As a writer and graduate student, my income is extremely erratic and misleading. At certain times of the year, thousands of dollars appear from scholarships and student loans, and this amount, like a camel’s hump, often needs to sustain me for a full semester.
While I’m proud of the ways I’ve found to modestly supplement this income with contract work, submitting my poems to magazines and entering writing contests, the payment from this freelancing never arrives when I need it most. My fixation on the mailman’s rounds could be called obsessive. I also have terrible luck with being paid on time. Documents and cheques are lost in the mail, student loans mistakenly believes that I’ve graduated and automatically deducts payments from my bank account, etc. At the beginning of the summer, my mad scramble for contract jobs keeps me from enjoying the warmer weather and the freer schedule. I don’t feel like I have the right to complain about the unpredictable funding and TAship payments; I’m incredibly fortunate to be able to spend most of my days writing and making my poems better.

> [Record extracts]
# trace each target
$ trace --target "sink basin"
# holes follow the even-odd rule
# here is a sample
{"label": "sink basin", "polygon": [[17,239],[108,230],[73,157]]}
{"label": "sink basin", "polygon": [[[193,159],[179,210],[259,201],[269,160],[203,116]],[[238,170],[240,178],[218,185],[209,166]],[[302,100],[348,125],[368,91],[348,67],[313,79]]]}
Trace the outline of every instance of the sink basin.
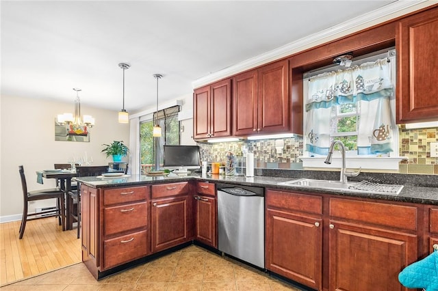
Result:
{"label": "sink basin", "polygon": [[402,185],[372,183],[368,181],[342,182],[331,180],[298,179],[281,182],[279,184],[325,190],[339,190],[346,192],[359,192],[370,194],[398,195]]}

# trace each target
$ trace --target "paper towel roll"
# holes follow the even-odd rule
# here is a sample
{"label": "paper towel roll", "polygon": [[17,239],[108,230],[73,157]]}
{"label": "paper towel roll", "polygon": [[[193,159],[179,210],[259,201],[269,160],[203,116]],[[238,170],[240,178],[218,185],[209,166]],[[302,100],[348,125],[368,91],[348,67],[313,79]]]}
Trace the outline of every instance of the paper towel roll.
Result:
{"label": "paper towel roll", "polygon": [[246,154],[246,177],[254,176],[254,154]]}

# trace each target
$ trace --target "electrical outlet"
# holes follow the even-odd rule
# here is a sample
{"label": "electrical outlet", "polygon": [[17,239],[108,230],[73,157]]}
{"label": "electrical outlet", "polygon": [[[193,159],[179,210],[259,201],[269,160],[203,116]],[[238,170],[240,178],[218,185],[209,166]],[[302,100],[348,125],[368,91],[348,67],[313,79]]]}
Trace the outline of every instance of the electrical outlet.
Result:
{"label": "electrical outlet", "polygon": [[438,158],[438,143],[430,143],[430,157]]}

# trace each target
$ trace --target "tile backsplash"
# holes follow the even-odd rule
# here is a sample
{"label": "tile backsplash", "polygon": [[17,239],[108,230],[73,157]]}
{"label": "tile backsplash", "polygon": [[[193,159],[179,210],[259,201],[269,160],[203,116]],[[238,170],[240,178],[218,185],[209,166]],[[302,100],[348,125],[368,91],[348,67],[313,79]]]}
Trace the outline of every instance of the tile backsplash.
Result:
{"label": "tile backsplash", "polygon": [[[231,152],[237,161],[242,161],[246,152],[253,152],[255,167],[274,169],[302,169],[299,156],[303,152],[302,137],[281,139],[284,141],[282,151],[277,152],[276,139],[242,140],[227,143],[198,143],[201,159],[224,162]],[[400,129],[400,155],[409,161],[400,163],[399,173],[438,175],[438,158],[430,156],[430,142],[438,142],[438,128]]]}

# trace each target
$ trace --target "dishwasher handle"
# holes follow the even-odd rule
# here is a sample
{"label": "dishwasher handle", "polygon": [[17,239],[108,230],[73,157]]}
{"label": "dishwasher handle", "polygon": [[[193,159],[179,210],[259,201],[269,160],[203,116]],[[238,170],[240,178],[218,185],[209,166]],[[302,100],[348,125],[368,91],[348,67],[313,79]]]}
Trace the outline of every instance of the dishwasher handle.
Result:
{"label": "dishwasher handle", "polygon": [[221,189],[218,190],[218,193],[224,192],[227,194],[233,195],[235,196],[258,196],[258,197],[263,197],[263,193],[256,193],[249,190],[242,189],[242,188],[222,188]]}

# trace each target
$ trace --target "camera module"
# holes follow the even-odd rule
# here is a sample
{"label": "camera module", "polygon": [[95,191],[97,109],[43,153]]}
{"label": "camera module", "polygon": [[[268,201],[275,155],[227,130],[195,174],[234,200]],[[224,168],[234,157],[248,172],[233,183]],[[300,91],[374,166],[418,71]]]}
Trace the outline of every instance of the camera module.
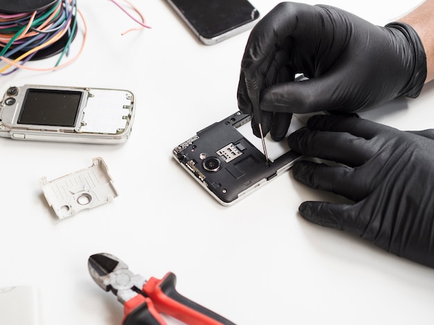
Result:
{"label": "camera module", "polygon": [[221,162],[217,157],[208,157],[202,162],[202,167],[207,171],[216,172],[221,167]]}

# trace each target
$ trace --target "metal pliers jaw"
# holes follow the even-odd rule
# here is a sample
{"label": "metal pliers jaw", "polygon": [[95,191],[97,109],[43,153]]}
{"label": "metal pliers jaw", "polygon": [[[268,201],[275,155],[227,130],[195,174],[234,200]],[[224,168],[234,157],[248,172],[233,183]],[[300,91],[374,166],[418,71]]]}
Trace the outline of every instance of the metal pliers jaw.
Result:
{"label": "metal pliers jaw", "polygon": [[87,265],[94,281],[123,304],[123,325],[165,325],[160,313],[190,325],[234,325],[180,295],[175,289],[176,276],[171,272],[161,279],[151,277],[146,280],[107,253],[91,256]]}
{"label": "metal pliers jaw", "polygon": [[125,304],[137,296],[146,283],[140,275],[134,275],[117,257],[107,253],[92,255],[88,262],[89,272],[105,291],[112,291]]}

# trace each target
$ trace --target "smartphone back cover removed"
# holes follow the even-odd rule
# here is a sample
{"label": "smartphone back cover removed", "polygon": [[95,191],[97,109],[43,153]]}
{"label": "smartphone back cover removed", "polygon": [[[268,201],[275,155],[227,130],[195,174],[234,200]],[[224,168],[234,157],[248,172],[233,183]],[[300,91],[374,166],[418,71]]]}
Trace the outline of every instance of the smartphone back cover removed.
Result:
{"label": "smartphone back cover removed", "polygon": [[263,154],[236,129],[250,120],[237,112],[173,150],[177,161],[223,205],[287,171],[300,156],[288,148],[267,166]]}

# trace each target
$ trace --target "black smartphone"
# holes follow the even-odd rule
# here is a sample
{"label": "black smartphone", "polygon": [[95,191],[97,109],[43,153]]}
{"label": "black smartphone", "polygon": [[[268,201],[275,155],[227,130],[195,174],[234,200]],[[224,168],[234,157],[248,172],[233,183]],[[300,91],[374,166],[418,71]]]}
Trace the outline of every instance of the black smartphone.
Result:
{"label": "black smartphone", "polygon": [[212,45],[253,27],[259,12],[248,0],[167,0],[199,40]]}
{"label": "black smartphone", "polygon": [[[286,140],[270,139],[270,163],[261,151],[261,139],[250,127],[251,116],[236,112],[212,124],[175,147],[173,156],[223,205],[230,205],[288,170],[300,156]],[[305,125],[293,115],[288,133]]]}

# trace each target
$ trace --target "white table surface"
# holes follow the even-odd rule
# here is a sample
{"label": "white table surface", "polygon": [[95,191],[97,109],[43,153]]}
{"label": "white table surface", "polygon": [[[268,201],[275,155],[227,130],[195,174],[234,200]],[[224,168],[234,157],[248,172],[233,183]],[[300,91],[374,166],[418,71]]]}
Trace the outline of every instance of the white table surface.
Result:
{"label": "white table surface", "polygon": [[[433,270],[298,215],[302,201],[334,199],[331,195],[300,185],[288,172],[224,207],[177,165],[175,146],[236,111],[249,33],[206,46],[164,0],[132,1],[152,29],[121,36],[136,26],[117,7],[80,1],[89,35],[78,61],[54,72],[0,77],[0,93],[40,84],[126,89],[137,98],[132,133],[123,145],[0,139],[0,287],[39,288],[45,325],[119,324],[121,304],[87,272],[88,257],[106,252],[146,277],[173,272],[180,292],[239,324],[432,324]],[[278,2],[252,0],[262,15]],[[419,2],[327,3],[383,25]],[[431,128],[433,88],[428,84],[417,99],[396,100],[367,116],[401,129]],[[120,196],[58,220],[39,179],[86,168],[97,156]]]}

> [Exercises]
1) Retype the part of the essay about irregular income starting at "While I’m proud" and ending at "my poems better.".
2) In the essay about irregular income, what does the writer compare the lump sum from scholarships and student loans to?
Rely only on the essay about irregular income for what comes next.

> [Worked solutions]
1)
While I’m proud of the ways I’ve found to modestly supplement this income with contract work, submitting my poems to magazines and entering writing contests, the payment from this freelancing never arrives when I need it most. My fixation on the mailman’s rounds could be called obsessive. I also have terrible luck with being paid on time. Documents and cheques are lost in the mail, student loans mistakenly believes that I’ve graduated and automatically deducts payments from my bank account, etc. At the beginning of the summer, my mad scramble for contract jobs keeps me from enjoying the warmer weather and the freer schedule. I don’t feel like I have the right to complain about the unpredictable funding and TAship payments; I’m incredibly fortunate to be able to spend most of my days writing and making my poems better.

2) A camel's hump.